§ Description of the task
Please transcribe the listing below exactly, but only from the line containing "Query: all the" through its last line.

§ Dataset entries
* * *

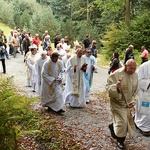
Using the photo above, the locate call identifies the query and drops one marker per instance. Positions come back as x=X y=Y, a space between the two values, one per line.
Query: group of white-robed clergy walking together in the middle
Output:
x=60 y=77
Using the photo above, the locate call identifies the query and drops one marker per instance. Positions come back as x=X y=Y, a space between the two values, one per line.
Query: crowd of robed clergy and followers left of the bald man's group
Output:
x=60 y=76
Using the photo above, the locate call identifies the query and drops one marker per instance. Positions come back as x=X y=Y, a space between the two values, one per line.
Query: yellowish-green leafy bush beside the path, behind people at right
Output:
x=116 y=39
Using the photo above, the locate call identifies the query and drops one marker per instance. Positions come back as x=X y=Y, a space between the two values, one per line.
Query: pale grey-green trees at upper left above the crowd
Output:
x=29 y=16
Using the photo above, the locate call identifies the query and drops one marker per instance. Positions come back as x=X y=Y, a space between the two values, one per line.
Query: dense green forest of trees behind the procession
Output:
x=113 y=24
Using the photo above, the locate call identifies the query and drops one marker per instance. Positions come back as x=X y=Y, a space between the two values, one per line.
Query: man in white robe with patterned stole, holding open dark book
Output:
x=74 y=93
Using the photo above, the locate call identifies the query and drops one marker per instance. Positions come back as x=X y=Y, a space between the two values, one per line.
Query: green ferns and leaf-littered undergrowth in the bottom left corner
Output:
x=18 y=121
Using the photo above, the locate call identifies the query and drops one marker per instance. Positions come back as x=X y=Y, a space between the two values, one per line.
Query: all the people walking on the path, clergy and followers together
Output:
x=62 y=76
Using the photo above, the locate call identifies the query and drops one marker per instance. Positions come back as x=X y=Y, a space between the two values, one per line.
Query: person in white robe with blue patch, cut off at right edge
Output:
x=142 y=111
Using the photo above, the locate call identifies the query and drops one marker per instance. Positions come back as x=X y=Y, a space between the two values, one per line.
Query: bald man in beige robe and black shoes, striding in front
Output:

* * *

§ Task output
Query: all the people walking on the path, clergy and followers together
Output:
x=62 y=76
Using the photo above, the locate call identifies the query and drops one marker per instance. Positions come back as x=X y=Y, a space between the two values, one per line.
Query: person in white robe with blue patch, cut off at right edge
Output:
x=142 y=111
Using the photo above, the locate call identifies the query and drops one marker per instance. Positions come back as x=X y=Y, a space between the two values, one per line.
Query: bald man in beige robe and black shoes, striding in front
Output:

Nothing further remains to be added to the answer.